Exercise brief: Pick each line that has "huddle" out of the records.

Supplied records:
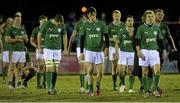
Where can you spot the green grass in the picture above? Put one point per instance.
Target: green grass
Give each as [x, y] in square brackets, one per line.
[68, 91]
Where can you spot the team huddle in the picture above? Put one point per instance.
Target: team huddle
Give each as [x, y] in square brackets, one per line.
[134, 52]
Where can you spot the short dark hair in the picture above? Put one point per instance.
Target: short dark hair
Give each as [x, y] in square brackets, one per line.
[1, 20]
[59, 18]
[42, 17]
[158, 10]
[129, 16]
[92, 10]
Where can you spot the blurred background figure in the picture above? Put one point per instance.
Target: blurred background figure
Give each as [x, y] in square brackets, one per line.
[70, 26]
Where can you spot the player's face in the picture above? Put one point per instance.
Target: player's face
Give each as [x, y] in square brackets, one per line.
[159, 16]
[9, 21]
[92, 16]
[116, 17]
[42, 21]
[57, 23]
[150, 18]
[17, 20]
[2, 27]
[130, 22]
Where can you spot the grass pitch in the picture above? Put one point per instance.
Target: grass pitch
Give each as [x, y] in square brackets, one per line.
[67, 87]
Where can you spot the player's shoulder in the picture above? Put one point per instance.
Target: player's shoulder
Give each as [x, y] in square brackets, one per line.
[100, 21]
[142, 25]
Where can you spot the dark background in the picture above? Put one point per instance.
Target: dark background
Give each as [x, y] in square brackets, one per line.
[32, 9]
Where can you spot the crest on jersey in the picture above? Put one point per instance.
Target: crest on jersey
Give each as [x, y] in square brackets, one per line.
[14, 32]
[22, 32]
[98, 29]
[163, 31]
[155, 32]
[59, 29]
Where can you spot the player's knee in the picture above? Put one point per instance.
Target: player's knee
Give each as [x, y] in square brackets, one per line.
[49, 66]
[32, 72]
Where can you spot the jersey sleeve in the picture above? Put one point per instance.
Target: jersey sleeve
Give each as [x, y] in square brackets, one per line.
[44, 27]
[167, 32]
[34, 32]
[64, 32]
[139, 33]
[160, 34]
[105, 29]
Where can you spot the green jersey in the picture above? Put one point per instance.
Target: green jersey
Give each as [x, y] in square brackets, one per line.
[148, 36]
[113, 32]
[77, 27]
[6, 46]
[15, 33]
[34, 35]
[94, 32]
[125, 40]
[53, 35]
[164, 30]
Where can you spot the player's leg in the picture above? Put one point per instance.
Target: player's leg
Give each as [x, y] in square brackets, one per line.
[130, 71]
[20, 59]
[99, 60]
[114, 66]
[48, 56]
[40, 69]
[122, 69]
[114, 74]
[82, 72]
[122, 62]
[99, 68]
[56, 62]
[90, 67]
[5, 64]
[145, 64]
[90, 61]
[155, 62]
[28, 73]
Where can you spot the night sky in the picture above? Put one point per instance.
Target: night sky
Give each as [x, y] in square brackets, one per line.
[31, 9]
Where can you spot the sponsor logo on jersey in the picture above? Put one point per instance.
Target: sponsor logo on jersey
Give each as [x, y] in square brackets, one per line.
[145, 32]
[93, 36]
[14, 32]
[59, 29]
[150, 40]
[155, 32]
[50, 29]
[98, 29]
[163, 31]
[127, 42]
[88, 29]
[22, 32]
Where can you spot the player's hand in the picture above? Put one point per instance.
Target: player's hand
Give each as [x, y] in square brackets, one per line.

Output for this exercise:
Where can you spot the team huddle in the picture above? Put one point per instance.
Target: team huddle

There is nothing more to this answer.